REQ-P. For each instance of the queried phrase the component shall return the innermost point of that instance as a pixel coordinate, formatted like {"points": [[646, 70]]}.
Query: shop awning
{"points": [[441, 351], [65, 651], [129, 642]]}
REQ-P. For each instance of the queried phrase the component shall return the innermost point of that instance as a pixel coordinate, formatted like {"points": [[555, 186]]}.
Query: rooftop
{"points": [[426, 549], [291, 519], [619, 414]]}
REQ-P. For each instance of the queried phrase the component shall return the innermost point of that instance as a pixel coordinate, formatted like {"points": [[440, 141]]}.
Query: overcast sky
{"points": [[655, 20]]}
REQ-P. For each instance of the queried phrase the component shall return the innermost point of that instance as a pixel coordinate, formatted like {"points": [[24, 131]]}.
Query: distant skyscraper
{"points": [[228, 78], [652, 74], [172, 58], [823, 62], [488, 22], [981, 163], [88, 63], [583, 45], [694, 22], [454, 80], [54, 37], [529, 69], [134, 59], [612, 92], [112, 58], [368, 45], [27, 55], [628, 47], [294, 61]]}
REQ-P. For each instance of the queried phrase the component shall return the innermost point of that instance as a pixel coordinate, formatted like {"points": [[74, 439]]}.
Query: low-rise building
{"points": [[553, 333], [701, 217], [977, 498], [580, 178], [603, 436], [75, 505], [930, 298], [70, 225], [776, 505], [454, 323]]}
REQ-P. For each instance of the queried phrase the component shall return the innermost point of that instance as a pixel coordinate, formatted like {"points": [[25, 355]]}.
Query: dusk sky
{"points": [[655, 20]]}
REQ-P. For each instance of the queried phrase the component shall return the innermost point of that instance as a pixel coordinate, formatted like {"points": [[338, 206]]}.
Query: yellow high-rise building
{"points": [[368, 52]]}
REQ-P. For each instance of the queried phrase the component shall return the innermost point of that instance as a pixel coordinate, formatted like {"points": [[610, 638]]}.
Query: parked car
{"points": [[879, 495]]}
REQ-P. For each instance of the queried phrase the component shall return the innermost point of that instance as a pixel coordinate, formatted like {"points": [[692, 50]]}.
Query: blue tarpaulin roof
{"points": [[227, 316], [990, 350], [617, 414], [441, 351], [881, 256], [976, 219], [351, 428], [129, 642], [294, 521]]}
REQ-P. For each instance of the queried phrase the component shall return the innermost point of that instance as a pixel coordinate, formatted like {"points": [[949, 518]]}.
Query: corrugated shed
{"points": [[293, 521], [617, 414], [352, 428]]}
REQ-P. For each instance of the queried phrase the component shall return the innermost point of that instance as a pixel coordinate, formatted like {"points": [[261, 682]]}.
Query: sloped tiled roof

**What to produce**
Pick out every line of the items above that contains the word "Query", and copy those lines. Case counts.

**Result of the task**
Query: shop awning
Query: rooftop
Query: overcast sky
Query: distant skyscraper
Query: low-rise building
Query: dusk sky
Query: yellow high-rise building
Query: parked car
Query: blue tarpaulin roof
Query: corrugated shed
Query: sloped tiled roof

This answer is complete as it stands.